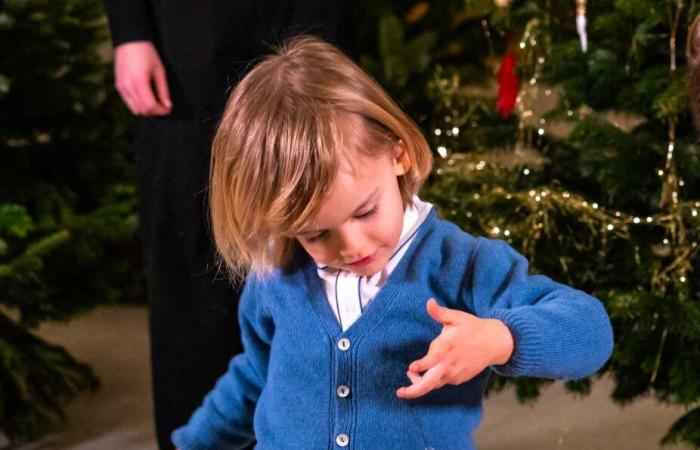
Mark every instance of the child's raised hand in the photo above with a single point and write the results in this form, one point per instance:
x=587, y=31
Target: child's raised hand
x=464, y=348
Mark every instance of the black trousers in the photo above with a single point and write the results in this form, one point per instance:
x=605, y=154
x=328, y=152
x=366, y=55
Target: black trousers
x=193, y=322
x=192, y=309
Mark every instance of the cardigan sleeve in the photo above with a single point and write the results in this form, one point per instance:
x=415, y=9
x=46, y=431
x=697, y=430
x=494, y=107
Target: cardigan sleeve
x=559, y=332
x=130, y=20
x=225, y=419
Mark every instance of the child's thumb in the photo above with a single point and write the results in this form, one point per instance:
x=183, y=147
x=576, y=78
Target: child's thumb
x=440, y=313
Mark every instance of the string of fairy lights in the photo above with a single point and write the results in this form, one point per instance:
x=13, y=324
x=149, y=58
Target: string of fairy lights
x=611, y=222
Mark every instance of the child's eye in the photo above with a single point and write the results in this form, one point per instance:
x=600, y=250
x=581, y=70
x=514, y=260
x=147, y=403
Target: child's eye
x=321, y=236
x=367, y=214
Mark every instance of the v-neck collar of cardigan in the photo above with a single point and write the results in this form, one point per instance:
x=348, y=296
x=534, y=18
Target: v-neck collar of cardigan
x=383, y=301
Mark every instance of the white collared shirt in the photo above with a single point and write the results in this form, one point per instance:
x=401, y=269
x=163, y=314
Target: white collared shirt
x=349, y=294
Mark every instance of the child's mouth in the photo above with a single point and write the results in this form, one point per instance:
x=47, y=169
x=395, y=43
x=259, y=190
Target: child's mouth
x=362, y=262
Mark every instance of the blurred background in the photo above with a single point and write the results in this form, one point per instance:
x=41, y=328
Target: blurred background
x=560, y=126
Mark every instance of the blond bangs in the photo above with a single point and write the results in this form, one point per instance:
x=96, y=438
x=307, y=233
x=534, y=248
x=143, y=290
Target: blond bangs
x=280, y=143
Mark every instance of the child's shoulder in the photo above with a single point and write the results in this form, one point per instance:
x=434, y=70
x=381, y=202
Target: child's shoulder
x=451, y=241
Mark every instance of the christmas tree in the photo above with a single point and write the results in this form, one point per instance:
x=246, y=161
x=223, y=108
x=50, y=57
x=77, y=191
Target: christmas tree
x=67, y=219
x=563, y=127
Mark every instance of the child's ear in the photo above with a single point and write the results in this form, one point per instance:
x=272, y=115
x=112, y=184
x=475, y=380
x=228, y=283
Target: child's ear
x=402, y=162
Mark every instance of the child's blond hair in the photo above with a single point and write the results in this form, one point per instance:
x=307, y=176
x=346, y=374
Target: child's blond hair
x=281, y=140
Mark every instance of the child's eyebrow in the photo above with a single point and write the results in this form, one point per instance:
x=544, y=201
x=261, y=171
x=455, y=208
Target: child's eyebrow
x=369, y=199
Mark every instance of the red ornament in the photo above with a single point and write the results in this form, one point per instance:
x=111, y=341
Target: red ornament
x=508, y=85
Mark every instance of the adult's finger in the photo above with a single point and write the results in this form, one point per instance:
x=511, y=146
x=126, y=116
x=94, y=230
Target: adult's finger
x=129, y=98
x=146, y=98
x=162, y=90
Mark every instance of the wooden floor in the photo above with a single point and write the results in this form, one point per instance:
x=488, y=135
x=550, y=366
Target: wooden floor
x=114, y=340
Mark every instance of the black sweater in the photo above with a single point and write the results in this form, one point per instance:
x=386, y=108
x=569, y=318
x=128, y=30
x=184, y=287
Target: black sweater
x=206, y=45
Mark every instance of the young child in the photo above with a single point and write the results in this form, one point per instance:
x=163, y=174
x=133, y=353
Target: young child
x=313, y=189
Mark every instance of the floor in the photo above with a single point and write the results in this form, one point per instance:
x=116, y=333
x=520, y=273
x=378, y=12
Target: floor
x=114, y=341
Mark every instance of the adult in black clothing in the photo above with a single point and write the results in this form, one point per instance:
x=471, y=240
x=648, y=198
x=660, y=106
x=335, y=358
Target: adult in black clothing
x=174, y=62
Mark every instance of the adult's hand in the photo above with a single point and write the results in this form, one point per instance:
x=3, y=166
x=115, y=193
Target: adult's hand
x=140, y=79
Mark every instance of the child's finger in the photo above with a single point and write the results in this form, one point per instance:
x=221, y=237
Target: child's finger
x=431, y=380
x=435, y=354
x=445, y=316
x=413, y=376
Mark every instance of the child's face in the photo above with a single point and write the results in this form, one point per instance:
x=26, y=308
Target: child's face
x=358, y=225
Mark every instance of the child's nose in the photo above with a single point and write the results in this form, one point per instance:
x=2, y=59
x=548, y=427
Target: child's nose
x=350, y=245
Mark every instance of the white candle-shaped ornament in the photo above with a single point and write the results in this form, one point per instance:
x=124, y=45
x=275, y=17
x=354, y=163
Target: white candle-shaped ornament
x=581, y=24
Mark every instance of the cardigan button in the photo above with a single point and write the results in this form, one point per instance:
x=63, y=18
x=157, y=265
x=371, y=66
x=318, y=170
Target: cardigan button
x=342, y=391
x=344, y=344
x=342, y=440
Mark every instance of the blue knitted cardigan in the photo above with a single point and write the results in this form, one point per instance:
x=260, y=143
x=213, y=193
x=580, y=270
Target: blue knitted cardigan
x=283, y=390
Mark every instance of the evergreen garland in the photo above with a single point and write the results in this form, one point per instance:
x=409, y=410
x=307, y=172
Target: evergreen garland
x=599, y=190
x=67, y=200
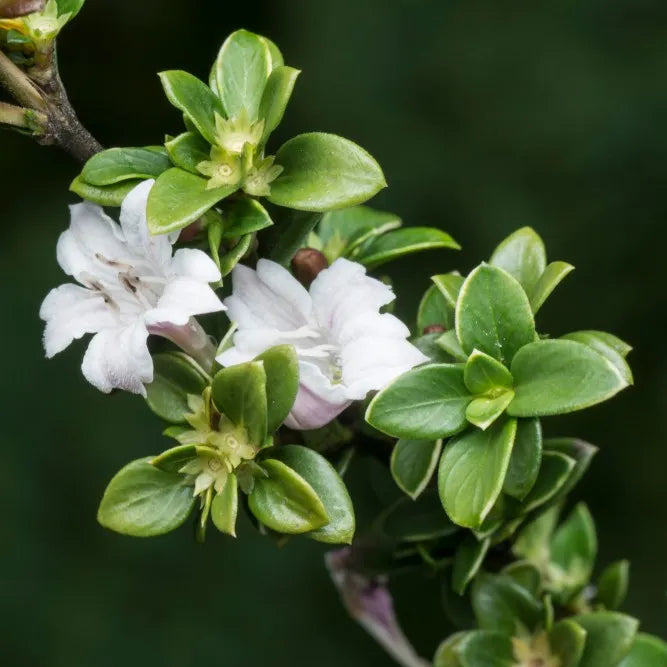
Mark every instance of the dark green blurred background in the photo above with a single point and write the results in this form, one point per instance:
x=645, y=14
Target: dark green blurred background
x=486, y=117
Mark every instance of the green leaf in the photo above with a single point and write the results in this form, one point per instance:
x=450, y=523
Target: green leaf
x=501, y=605
x=179, y=198
x=241, y=71
x=194, y=98
x=482, y=648
x=276, y=95
x=559, y=376
x=472, y=471
x=467, y=561
x=482, y=412
x=425, y=403
x=174, y=377
x=243, y=216
x=282, y=383
x=239, y=392
x=187, y=150
x=493, y=314
x=601, y=343
x=224, y=507
x=323, y=172
x=285, y=502
x=609, y=637
x=392, y=245
x=549, y=280
x=417, y=520
x=526, y=458
x=328, y=486
x=574, y=547
x=413, y=463
x=110, y=195
x=483, y=374
x=434, y=310
x=449, y=285
x=143, y=501
x=123, y=164
x=613, y=584
x=646, y=651
x=567, y=640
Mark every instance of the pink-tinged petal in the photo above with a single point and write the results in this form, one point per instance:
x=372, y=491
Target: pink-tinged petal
x=70, y=312
x=119, y=359
x=343, y=292
x=195, y=264
x=257, y=304
x=371, y=363
x=181, y=299
x=156, y=249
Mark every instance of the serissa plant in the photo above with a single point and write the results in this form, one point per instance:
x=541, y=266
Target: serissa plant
x=234, y=294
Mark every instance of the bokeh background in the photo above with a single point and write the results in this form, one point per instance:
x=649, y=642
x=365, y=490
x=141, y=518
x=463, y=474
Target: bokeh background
x=486, y=116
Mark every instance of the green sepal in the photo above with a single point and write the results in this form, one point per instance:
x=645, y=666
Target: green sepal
x=239, y=392
x=425, y=403
x=413, y=463
x=285, y=502
x=143, y=501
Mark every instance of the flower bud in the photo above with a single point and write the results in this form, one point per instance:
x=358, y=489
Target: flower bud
x=306, y=264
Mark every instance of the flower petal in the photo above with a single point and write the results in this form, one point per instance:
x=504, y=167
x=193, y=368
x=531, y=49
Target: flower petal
x=195, y=264
x=119, y=359
x=182, y=298
x=70, y=312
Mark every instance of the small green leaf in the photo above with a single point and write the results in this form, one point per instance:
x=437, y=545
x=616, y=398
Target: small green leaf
x=482, y=648
x=194, y=98
x=613, y=584
x=322, y=172
x=179, y=198
x=434, y=310
x=392, y=245
x=646, y=651
x=187, y=150
x=467, y=561
x=449, y=285
x=559, y=376
x=601, y=343
x=174, y=377
x=526, y=458
x=123, y=164
x=276, y=95
x=567, y=640
x=224, y=507
x=328, y=486
x=501, y=605
x=413, y=463
x=282, y=383
x=472, y=471
x=609, y=637
x=285, y=502
x=143, y=501
x=243, y=216
x=493, y=314
x=547, y=283
x=483, y=374
x=425, y=403
x=110, y=195
x=239, y=392
x=241, y=71
x=523, y=256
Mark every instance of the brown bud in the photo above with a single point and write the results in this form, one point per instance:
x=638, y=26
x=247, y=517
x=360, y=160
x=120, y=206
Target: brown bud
x=11, y=9
x=434, y=328
x=307, y=263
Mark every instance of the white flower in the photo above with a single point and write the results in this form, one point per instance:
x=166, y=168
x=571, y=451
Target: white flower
x=131, y=286
x=345, y=346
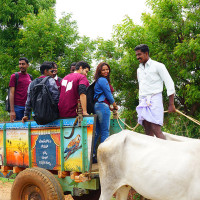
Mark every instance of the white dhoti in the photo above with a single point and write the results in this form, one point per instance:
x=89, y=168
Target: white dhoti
x=151, y=109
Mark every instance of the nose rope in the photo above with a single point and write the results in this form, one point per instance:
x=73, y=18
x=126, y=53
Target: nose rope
x=133, y=129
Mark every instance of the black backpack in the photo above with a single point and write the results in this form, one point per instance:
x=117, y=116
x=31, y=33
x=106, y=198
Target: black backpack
x=44, y=108
x=8, y=96
x=90, y=98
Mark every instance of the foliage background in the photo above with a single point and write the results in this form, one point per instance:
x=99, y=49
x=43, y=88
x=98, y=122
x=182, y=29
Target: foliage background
x=172, y=32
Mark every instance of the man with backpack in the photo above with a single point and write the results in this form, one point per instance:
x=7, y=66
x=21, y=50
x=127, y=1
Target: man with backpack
x=55, y=76
x=18, y=86
x=43, y=96
x=73, y=87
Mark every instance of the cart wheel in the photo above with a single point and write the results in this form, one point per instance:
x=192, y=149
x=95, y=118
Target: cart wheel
x=93, y=195
x=36, y=184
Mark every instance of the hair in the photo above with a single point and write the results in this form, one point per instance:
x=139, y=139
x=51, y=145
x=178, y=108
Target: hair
x=46, y=65
x=54, y=65
x=82, y=64
x=98, y=71
x=73, y=64
x=143, y=47
x=25, y=59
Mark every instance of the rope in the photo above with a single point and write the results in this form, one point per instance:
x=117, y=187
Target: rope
x=133, y=129
x=190, y=118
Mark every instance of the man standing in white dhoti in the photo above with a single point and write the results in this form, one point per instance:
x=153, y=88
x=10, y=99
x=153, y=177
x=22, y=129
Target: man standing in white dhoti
x=151, y=75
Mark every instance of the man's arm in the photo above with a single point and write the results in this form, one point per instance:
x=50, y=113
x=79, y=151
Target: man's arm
x=83, y=100
x=171, y=107
x=12, y=109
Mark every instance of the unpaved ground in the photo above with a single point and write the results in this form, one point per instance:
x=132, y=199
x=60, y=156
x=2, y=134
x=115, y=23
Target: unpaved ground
x=5, y=189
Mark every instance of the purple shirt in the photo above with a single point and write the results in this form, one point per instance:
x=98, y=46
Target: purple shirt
x=21, y=90
x=69, y=94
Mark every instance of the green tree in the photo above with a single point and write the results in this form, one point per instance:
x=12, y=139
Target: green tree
x=11, y=21
x=172, y=33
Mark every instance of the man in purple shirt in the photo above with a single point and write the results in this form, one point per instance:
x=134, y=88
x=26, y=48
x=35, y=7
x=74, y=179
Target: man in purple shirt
x=73, y=87
x=18, y=94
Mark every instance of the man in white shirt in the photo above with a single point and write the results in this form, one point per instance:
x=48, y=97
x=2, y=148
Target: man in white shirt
x=151, y=75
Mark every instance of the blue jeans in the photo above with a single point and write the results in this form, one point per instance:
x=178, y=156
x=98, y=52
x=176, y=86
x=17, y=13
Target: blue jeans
x=103, y=122
x=19, y=111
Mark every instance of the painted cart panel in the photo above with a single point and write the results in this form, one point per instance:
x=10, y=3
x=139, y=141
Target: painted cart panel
x=53, y=146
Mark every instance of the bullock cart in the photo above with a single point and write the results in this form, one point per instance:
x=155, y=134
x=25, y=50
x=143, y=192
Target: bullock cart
x=47, y=161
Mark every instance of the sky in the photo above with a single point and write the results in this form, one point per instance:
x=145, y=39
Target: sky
x=96, y=18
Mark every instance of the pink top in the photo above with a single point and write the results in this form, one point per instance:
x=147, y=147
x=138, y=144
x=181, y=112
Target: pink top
x=21, y=89
x=69, y=94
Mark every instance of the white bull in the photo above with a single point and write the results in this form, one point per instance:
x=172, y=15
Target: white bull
x=157, y=169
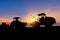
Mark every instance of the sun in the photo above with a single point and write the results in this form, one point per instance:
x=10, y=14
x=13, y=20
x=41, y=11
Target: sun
x=32, y=20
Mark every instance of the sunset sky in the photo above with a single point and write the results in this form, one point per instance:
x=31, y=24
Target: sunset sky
x=28, y=9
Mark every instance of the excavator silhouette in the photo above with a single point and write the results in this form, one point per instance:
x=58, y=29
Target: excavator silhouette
x=44, y=20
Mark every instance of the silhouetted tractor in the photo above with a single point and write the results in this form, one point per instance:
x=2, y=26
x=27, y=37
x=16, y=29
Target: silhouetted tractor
x=47, y=21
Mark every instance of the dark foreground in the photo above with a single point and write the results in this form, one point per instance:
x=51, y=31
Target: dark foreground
x=41, y=29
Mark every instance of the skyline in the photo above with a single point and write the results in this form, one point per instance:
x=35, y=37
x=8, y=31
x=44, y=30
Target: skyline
x=28, y=8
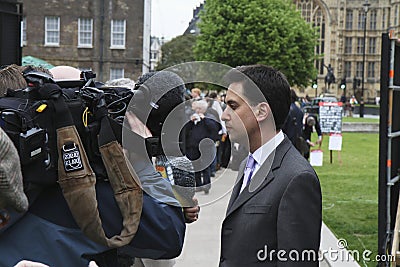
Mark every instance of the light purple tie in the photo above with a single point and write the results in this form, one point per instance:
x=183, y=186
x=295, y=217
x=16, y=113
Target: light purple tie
x=248, y=172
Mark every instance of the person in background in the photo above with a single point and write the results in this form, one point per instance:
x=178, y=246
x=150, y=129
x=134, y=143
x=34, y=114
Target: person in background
x=276, y=202
x=196, y=94
x=311, y=122
x=215, y=106
x=202, y=125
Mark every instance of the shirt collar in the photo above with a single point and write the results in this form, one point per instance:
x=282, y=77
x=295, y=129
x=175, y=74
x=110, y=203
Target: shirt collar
x=262, y=153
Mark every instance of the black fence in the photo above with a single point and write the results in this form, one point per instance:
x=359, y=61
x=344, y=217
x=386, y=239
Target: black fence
x=10, y=32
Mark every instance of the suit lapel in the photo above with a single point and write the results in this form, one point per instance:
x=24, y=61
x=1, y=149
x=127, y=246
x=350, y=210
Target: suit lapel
x=238, y=184
x=260, y=179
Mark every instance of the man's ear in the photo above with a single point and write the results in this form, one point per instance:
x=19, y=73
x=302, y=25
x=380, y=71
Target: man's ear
x=262, y=111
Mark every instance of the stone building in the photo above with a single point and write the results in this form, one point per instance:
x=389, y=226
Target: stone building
x=340, y=27
x=110, y=37
x=341, y=42
x=155, y=51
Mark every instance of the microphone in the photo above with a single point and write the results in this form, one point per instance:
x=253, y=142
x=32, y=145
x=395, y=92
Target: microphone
x=166, y=91
x=180, y=173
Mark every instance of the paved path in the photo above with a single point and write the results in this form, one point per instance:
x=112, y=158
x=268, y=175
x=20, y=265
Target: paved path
x=202, y=243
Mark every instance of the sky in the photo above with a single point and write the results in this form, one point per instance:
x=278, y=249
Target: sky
x=170, y=18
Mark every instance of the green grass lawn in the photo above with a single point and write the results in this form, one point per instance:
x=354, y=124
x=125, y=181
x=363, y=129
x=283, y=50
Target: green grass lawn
x=350, y=191
x=354, y=119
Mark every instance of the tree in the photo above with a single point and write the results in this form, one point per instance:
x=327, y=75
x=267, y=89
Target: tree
x=237, y=32
x=176, y=51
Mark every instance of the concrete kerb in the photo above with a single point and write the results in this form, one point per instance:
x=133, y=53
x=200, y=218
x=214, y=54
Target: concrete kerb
x=202, y=242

------------------------------------------------------------

◆ EXERCISE INSTRUCTIONS ◆
Whatever else the listing above holds, retype exactly only the lines from the one containing "x=51, y=145" to the one containing "x=134, y=88", both ends kept.

◆ RESPONSE AREA ◆
x=51, y=145
x=178, y=108
Target: hair
x=46, y=65
x=54, y=65
x=82, y=64
x=98, y=71
x=73, y=64
x=143, y=47
x=25, y=59
Mark every instance of the rope in the photo above with a single point and write the results in this form, one point per instance:
x=117, y=187
Target: rope
x=133, y=129
x=190, y=118
Mark every instance of the man standing in white dhoti in the photo above with a single point and write the results in this form, one point per instance:
x=153, y=88
x=10, y=99
x=153, y=177
x=22, y=129
Target: man standing in white dhoti
x=151, y=75
Mark every instance of the man's arm in the photo above with a single point and write the results in this form, one point per instance:
x=50, y=113
x=79, y=151
Target: man's arm
x=83, y=100
x=171, y=107
x=12, y=109
Mark every instance of the unpaved ground in the photo above with a single point and write the results in this form, one point per instance:
x=132, y=199
x=60, y=156
x=2, y=134
x=115, y=23
Target: unpaved ground
x=5, y=189
Mark every instance of the purple shirt in the photo above with a single point and write the results in this form, one point per instance:
x=98, y=46
Target: purple shirt
x=21, y=90
x=69, y=94
Mark every instance of the green tree in the photo above with a single point and write the results in this form, one point per instance:
x=12, y=139
Target: green tree
x=11, y=21
x=172, y=33
Mark every instance of the man in purple shirt in the photo above with a single point and write the results in this form, one point per instance:
x=134, y=88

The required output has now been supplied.